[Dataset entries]

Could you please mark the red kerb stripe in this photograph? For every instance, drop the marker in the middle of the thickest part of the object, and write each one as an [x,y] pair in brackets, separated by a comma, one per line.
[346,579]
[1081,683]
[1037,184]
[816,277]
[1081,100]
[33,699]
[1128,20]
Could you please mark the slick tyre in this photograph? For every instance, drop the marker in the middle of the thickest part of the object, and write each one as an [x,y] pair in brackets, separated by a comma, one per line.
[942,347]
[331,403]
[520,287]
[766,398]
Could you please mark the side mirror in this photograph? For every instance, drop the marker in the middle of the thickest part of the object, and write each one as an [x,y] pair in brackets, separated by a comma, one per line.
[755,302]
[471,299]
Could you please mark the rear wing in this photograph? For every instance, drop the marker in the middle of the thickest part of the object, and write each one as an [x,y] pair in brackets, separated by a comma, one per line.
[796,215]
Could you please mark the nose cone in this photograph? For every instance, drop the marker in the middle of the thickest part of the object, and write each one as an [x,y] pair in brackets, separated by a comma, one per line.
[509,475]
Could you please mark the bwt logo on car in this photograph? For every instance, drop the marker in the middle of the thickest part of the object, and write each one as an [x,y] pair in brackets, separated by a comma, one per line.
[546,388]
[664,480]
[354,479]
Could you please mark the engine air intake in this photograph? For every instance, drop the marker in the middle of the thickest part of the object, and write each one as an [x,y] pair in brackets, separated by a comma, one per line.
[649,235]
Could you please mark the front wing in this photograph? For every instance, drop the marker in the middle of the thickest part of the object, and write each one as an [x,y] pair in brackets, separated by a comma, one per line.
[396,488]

▶ Goal of the exercise
Please repeat the whole listing above word for word, line by line.

▶ Result for this exercise
Could you please mark the red kerb stripe in this photograph? For every instance, drop the marker in the middle of the thickest part of the object, and write each one as an [x,y] pair in brackets, separated by a comma, one per line.
[346,579]
[1081,683]
[1037,184]
[816,277]
[1081,100]
[33,699]
[1128,20]
Could you please mark the slick tyre in this photograph? For every instance, drop the marker in the middle of the thickest part of the object, and write each one as an [x,y] pair in brackets, separated by a comma, one per line.
[942,347]
[331,403]
[520,287]
[766,398]
Could you please mark the side mirror in this photograph? For every instance, drop the marker in the middle of the thickest part of the object, and write each one as an [x,y] pair in brackets, separated by a comma, one per line.
[755,302]
[471,299]
Could you please mark the rear wing in this photograph? For every instance, drop the marker in the middle of the thickest part of the object, and write each one as an [x,y] pair in brackets, separated by a comma, one per line.
[796,215]
Could you please mark the nose cone in this photograph? For every instance, drop the marker in the middle of the thickest part of the object, and write each one as an [x,y] pair in brackets, separated by a comma, one per line.
[509,475]
Could you please mark the bwt logo on car in this photograph? For every instance, drop the marker in the middle of the thickest part of the object, and write each one as an [x,y] pair in brackets, separated by a comma, one per line.
[546,388]
[664,480]
[354,479]
Could you please mark the engine air intake in this photograph? For every instance, drop the marker in the middle of the thickest part of the object, and write each one as an [x,y] pair in brackets, separated by a comma, one per line.
[649,235]
Could you please mark the front wing in this photograph? For every instance, drop the marker in the middle of the thickest part of the object, and write each one as an [x,y] pair in brackets, separated by a comma, one per line.
[396,488]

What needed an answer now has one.